# EXTRAIT
Imane, vous vivez à Florence mais vous venez de Beyrouth ?

Je suis née à Beyrouth, dans une famille entièrement dévouée à l'éducation française. Ma mère était elle-même enseignante et mon père, diplomate, avait fait toutes ses études en France. Cela a toujours été une évidence dans laquelle j'ai grandi. C'est comme cela que je concevais l'école et tout naturellement, j'ai continué la tradition, en envoyant mes filles à l'école française de Florence. Car venue faire un stage d'architecture en Italie pour acquérir le savoir-faire pour la reconstruction de centre-ville de Beyrouth, j'y ai rencontré mon futur mari italien « grâce » à un accident de voiture où il m'a secourue. Et heureusement, il parlait français…

Mais revenons à mon enfance à Beyrouth. Je suis allée au Collège Protestant Français, établissement conventionné AEFE, toute ma scolarité de la petite section de maternelle jusqu'au bac. C'était le choix de mon père pour moi, ma sœur, mon frère et en plus, c'était tout près de chez nous. Mes cousins, eux, allaient à la mission laïque. A la maison, on parlait « ce qui venait à la bouche », le français, l'arabe, l'anglais. Ce que les linguistes appellent le code switching. Et dès qu'on était dans un milieu unilingue, on se forçait pour utiliser la même langue dans la même phrase. Mes filles suivent cette tradition familiale, car en plus de toutes ces langues, elles parlent italien mais aussi l'allemand car la mère de mon mari vient d'une région frontalière où ils parlent un dialecte germanique.

Je garde de très bons souvenirs de mon école, alors qu'il y a presque 40 ans presque que je l'ai quittée. Nous sommes encore reliés entre camarades connus là-bas. Deux exemples, lorsque la mère de l'une d'entre nous est morte, c'était une Arménienne, nous sommes tous allés à l'enterrement, pour soutenir les enfants de la famille. C'était très fort. Et quand j'ai eu besoin de renseignements pour inscrire mes filles à l'école française, mon ancienne prof d'Histoire-Géo du Collège m'a préparé tout un dossier. Dans cette école, on nous a appris l'autodiscipline et à raisonner pour faire nos choix. C'est une richesse extraordinaire d'avoir plusieurs cultures dans un même contexte éducatif, cela permet de voir les choses de différentes façons.

# CONSIGNES
• A. Traduisez en anglais la phrase suivante de l'extrait : « Dans cette école, on nous a appris l'autodiscipline et à raisonner pour faire nos choix. »
• B. Modifiez un passage de l'extrait en remplaçant « camarades » par « amis » : commencez aux mots « Je garde de » et arrêtez-vous après « de différentes façons. ».

# MATÉRIEL
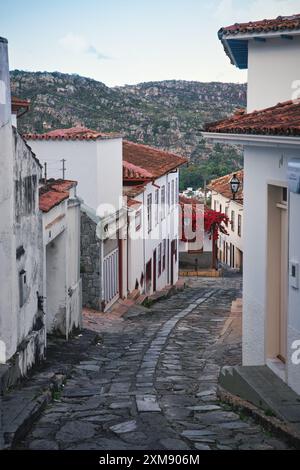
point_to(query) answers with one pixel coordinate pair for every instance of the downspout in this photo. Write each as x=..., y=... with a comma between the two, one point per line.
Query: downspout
x=144, y=248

# CORRIGÉ
• A. At this school, we were taught self-discipline and how to reason in order to make our choices.

• B.
Je garde de très bons souvenirs de mon école, alors qu'il y a presque 40 ans presque que je l'ai quittée. Nous sommes encore reliés entre amis connus là-bas. Deux exemples, lorsque la mère de l'une d'entre nous est morte, c'était une Arménienne, nous sommes tous allés à l'enterrement, pour soutenir les enfants de la famille. C'était très fort. Et quand j'ai eu besoin de renseignements pour inscrire mes filles à l'école française, mon ancienne prof d'Histoire-Géo du Collège m'a préparé tout un dossier. Dans cette école, on nous a appris l'autodiscipline et à raisonner pour faire nos choix. C'est une richesse extraordinaire d'avoir plusieurs cultures dans un même contexte éducatif, cela permet de voir les choses de différentes façons.